一组连续的行:

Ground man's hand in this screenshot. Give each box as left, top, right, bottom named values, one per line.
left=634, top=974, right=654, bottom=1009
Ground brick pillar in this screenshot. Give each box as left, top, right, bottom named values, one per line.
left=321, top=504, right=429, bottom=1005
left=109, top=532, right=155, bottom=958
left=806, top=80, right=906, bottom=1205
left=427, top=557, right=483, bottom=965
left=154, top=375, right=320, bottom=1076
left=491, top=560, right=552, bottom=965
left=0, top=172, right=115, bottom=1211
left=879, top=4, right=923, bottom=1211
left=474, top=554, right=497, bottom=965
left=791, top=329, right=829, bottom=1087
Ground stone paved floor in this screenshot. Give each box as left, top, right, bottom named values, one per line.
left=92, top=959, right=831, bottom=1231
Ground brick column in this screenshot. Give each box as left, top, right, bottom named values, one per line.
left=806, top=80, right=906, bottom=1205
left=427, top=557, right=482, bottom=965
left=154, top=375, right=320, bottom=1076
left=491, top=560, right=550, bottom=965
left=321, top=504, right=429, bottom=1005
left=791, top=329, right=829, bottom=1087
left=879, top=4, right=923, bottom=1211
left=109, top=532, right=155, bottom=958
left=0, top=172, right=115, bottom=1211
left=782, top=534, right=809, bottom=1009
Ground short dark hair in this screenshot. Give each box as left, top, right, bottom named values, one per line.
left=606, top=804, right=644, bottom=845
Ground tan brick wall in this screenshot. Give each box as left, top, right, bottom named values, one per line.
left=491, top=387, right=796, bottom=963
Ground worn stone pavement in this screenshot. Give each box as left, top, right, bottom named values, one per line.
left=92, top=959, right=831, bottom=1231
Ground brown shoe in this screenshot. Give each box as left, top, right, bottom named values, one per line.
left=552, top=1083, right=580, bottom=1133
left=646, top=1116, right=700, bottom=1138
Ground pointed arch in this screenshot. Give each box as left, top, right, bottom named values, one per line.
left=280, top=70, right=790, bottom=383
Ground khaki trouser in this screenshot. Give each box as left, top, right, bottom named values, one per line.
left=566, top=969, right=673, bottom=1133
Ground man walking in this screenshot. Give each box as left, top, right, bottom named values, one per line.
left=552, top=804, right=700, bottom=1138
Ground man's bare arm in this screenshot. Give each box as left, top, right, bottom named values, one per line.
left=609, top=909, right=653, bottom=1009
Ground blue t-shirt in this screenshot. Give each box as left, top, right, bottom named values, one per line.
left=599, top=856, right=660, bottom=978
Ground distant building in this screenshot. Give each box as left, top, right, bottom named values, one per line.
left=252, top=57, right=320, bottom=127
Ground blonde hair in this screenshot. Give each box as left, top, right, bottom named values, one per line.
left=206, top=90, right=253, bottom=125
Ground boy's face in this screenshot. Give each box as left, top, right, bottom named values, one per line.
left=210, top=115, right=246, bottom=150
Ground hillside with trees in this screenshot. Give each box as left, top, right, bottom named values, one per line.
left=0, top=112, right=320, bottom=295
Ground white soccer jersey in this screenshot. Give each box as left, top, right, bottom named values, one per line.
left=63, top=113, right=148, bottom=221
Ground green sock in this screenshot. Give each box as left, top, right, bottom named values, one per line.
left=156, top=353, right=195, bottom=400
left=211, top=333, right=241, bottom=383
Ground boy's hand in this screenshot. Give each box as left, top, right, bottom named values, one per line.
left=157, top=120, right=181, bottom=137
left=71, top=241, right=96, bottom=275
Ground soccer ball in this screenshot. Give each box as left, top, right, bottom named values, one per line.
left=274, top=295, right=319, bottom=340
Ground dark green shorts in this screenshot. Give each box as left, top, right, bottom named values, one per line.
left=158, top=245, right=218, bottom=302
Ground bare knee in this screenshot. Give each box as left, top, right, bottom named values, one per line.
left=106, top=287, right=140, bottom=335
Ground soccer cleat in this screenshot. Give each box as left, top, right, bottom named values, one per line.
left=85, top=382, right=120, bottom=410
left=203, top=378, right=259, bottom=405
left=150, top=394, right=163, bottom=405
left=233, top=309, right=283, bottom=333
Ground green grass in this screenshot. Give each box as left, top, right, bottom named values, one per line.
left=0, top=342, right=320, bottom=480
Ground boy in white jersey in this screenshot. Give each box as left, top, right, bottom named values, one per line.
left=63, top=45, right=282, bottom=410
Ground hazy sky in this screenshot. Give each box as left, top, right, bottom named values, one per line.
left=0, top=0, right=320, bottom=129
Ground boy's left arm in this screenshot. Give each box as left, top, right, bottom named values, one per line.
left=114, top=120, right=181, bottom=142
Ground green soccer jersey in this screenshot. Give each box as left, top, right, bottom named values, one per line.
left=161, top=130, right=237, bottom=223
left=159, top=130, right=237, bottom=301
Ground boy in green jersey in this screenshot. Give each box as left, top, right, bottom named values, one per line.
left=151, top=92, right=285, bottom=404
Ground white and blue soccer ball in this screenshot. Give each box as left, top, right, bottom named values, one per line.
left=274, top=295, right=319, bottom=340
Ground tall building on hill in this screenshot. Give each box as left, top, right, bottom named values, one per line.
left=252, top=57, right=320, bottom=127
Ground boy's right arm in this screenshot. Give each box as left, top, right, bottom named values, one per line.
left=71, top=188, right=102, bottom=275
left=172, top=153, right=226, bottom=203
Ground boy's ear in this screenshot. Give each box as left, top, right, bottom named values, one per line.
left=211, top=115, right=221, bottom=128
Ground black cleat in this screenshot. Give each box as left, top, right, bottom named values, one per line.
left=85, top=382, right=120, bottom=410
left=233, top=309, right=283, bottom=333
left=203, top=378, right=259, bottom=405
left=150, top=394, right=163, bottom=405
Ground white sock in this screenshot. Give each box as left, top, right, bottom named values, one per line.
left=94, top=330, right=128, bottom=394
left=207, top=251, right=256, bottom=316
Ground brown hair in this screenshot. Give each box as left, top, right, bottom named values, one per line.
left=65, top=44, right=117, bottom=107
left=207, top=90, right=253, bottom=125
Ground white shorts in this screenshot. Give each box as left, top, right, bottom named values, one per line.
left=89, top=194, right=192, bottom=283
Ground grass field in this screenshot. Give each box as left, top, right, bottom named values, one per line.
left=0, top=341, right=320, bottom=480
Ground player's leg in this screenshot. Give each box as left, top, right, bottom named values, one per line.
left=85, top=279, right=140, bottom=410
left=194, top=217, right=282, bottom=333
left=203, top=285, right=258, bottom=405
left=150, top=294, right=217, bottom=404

**任务说明**
把上面所有的行排成两列 CSV，列名分别是“输入”和“输出”。每段文字和它的答案合成一行，各自放进一个带引号的字段，字段里的换行都换成空格。

**参考答案**
输入,输出
"Ground man's hand in this screenshot. Give each box as left, top, right, bottom named values, one per line.","left=634, top=974, right=654, bottom=1009"
"Ground brick pillar in this screenshot. Give each box as left, top, right, bottom named values, one per line.","left=321, top=504, right=429, bottom=1005 left=109, top=532, right=155, bottom=958 left=806, top=80, right=906, bottom=1205 left=427, top=557, right=483, bottom=965 left=154, top=375, right=320, bottom=1076 left=491, top=560, right=552, bottom=965 left=0, top=172, right=115, bottom=1211 left=879, top=4, right=923, bottom=1211 left=474, top=554, right=497, bottom=965 left=791, top=329, right=829, bottom=1087"
"Ground stone paved floor in this screenshot. Give each box as left, top, right, bottom named values, one per line.","left=92, top=959, right=831, bottom=1231"
"Ground brick column in this screenshot. Give each box as left, top, right, bottom named values, one per line.","left=806, top=80, right=906, bottom=1205 left=427, top=557, right=482, bottom=965 left=154, top=375, right=320, bottom=1076 left=491, top=560, right=550, bottom=965 left=321, top=504, right=429, bottom=1005 left=791, top=329, right=829, bottom=1087 left=879, top=4, right=923, bottom=1211 left=109, top=532, right=155, bottom=958 left=0, top=172, right=115, bottom=1211 left=782, top=534, right=809, bottom=1009"
"Ground short dark hair in this screenshot. Give each box as left, top, right, bottom named values, one per line.","left=606, top=804, right=644, bottom=845"
"Ground tan brick wall in this screenshot. Give each box as left, top, right, bottom named values, one per line.","left=491, top=387, right=796, bottom=963"
"Ground worn stone pavement in this screenshot. Give each box as left, top, right, bottom named values, one per line.","left=92, top=959, right=831, bottom=1231"
"Ground brown shoe in this screenshot. Give each box as left, top, right, bottom named values, one per line.","left=552, top=1083, right=580, bottom=1133 left=646, top=1116, right=700, bottom=1138"
"Ground pointed arch in this screenshot. Give each box as left, top, right, bottom named values, one per line.","left=280, top=70, right=790, bottom=383"
"Ground khaki trouser in this screenshot. Give each box as left, top, right, bottom named values, one per line.","left=566, top=969, right=673, bottom=1133"
"Ground man walking in this screenshot. Give each box as left, top, right, bottom named values, one per line.","left=552, top=804, right=700, bottom=1138"
"Ground man's bare arm in this screenshot. Give each box as left, top, right, bottom named values, one per line.","left=609, top=909, right=653, bottom=1009"
"Ground blue t-shirt in this screenshot. Give each box as left, top, right, bottom named values, one per line.","left=599, top=856, right=660, bottom=978"
"Ground distant building in this screenshot. Give each box as left, top, right, bottom named values, one per line.","left=252, top=57, right=320, bottom=127"
"Ground blonde hair in this screenshot. Give each box as left, top, right, bottom named values, one per line.","left=206, top=90, right=253, bottom=125"
"Ground boy's face in this screenshot. Give each box as left, top, right, bottom named values, one per line.","left=210, top=115, right=246, bottom=150"
"Ground hillside with trees in this screenshot. Give each box as left, top, right, bottom named values, one per line.","left=0, top=112, right=320, bottom=295"
"Ground white soccer jersey in this screenshot. Give each box as left, top, right, bottom named values, one per line.","left=63, top=113, right=148, bottom=221"
"Ground green sock in this screenshot. Give each box as left, top, right, bottom named values, one per line.","left=156, top=353, right=195, bottom=400 left=211, top=333, right=241, bottom=383"
"Ground boy's hand in this screenshot. Give each box as left, top, right, bottom named values, one per line.","left=157, top=120, right=181, bottom=137 left=71, top=241, right=96, bottom=275"
"Ground soccer ball in this screenshot. Give each box as left, top, right, bottom named values, one per line.","left=274, top=295, right=319, bottom=340"
"Ground dark green shorts in this screenshot. Give each box as left, top, right, bottom named values, one per line.","left=158, top=245, right=218, bottom=302"
"Ground bare knee in this screenshot. Give each box as left, top, right, bottom named values, one per line.","left=106, top=287, right=140, bottom=335"
"Ground soccer cleat in this screenshot. Give each box as left, top, right, bottom named values, one per line.","left=85, top=382, right=120, bottom=410 left=203, top=378, right=259, bottom=405 left=150, top=394, right=163, bottom=405 left=233, top=309, right=283, bottom=333"
"Ground green grass in this screenshot. Give each box as left, top, right, bottom named values, one per line.","left=0, top=342, right=320, bottom=480"
"Ground boy in white jersey in this screenshot. Give each box as left, top, right, bottom named values, one per line.","left=63, top=45, right=282, bottom=410"
"Ground hazy sky in this screenshot. Give each box as left, top, right, bottom named values, one per line.","left=0, top=0, right=320, bottom=129"
"Ground boy's left arm in this screenshot. Give each box as left, top, right, bottom named values, one per line.","left=114, top=120, right=181, bottom=142"
"Ground green soccer jersey in this screenshot. Give each box as left, top, right, bottom named values, one per line.","left=161, top=130, right=237, bottom=223 left=159, top=130, right=237, bottom=301"
"Ground boy in green jersey in this screenshot. Give each box as left, top, right, bottom named values, one per line.","left=151, top=92, right=285, bottom=404"
"Ground white and blue soccer ball in this screenshot. Give each box as left, top, right, bottom named values, one per line.","left=274, top=295, right=319, bottom=340"
"Ground tall building on hill in this screenshot. Give each box as left, top, right, bottom named values, one per line.","left=252, top=57, right=320, bottom=127"
"Ground boy's right arm in this screenshot. Give each box as left, top, right, bottom named values, one per line.","left=71, top=188, right=102, bottom=275 left=172, top=153, right=226, bottom=203"
"Ground boy's ear in this screenshot. Give each box as left, top, right, bottom named values, one per line.","left=211, top=115, right=221, bottom=128"
"Ground black cleat in this screenshot. Give each box as left, top, right, bottom named values, one per line.","left=85, top=382, right=120, bottom=410 left=233, top=309, right=283, bottom=333 left=203, top=378, right=259, bottom=405 left=150, top=394, right=163, bottom=405"
"Ground white sock in this screenshot. Give each box as left, top, right, bottom named values, one per line.","left=94, top=330, right=128, bottom=394 left=207, top=251, right=256, bottom=316"
"Ground brown hair in this screenshot. Give each box as left, top, right, bottom named values, one per line.","left=65, top=44, right=117, bottom=107 left=207, top=90, right=253, bottom=125"
"Ground white shorts in this screenshot. Give each box as left, top, right, bottom named values, one per line.","left=89, top=194, right=192, bottom=283"
"Ground grass field in this screenshot. Give each box as left, top, right, bottom named values, one per line.","left=0, top=341, right=320, bottom=480"
"Ground player's leg in this screenshot. Give each box as left, top, right, bottom named values, one per line.","left=85, top=279, right=140, bottom=410 left=194, top=217, right=282, bottom=333 left=203, top=285, right=258, bottom=405 left=150, top=294, right=217, bottom=404"